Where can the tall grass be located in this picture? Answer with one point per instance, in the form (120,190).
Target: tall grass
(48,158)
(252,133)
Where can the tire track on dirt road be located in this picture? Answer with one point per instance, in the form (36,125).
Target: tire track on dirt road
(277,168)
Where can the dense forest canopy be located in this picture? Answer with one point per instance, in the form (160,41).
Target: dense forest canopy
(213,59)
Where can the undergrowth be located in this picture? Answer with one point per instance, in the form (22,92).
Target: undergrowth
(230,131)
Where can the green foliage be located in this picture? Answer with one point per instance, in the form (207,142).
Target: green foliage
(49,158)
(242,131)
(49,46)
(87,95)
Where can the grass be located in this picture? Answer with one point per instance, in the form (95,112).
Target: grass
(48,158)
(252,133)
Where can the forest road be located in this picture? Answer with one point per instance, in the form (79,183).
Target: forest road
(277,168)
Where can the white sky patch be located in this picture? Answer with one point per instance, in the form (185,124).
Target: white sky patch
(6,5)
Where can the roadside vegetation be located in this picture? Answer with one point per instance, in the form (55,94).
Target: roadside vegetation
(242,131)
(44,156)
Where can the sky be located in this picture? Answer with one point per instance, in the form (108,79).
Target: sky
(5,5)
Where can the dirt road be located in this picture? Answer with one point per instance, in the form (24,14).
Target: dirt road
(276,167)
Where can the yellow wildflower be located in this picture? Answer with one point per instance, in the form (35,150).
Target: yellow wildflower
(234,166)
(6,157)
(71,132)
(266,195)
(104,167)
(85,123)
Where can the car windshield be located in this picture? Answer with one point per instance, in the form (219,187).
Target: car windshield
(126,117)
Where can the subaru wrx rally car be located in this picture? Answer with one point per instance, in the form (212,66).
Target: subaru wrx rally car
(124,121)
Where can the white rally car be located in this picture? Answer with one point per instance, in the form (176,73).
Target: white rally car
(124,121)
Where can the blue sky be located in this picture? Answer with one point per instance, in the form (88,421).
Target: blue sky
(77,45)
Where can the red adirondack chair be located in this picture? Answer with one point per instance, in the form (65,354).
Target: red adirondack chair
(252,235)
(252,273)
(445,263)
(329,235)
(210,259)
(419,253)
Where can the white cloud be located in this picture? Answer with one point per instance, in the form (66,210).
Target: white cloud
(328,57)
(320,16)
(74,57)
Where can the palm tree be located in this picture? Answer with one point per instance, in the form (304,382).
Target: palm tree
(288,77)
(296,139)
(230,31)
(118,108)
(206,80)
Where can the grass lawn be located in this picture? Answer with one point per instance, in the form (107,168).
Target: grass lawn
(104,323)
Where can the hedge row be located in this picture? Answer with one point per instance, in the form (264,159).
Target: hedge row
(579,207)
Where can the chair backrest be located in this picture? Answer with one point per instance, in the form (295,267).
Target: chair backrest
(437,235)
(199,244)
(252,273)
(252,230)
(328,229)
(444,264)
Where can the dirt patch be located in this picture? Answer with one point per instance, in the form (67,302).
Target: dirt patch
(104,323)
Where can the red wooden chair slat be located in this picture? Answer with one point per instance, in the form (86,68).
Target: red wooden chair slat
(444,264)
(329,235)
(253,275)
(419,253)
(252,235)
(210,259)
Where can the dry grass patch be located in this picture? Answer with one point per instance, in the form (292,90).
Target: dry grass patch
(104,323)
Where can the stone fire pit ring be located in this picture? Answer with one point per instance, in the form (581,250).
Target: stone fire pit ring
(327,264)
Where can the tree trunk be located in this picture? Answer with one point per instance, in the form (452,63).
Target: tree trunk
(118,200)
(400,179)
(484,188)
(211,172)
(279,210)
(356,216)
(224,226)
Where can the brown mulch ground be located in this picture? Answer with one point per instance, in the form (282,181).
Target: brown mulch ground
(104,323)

○ ○ ○ ○ ○

* **EXERCISE**: Restate exactly, and only, every line from the one that contains "Where can the dry" through the last line of the records.

* **RESULT OF THE TASK**:
Where can the dry grass patch be located in this picture? Answer with one point per instance, in the form (292,90).
Target: dry grass patch
(104,323)
Where can the stone fire pit ring be located in this picture? Answer with one point per instance, in the form (581,250).
Target: stone fire pit ring
(327,264)
Where can the tree trunk be located in this picture? Answer with one point per instance, in the form (452,63).
Target: tree trunk
(118,200)
(400,179)
(484,188)
(211,172)
(279,210)
(356,216)
(224,226)
Where can the brown mulch ground be located in this picture? Answer with one point per instance, in the form (282,181).
Target: brown mulch ground
(104,323)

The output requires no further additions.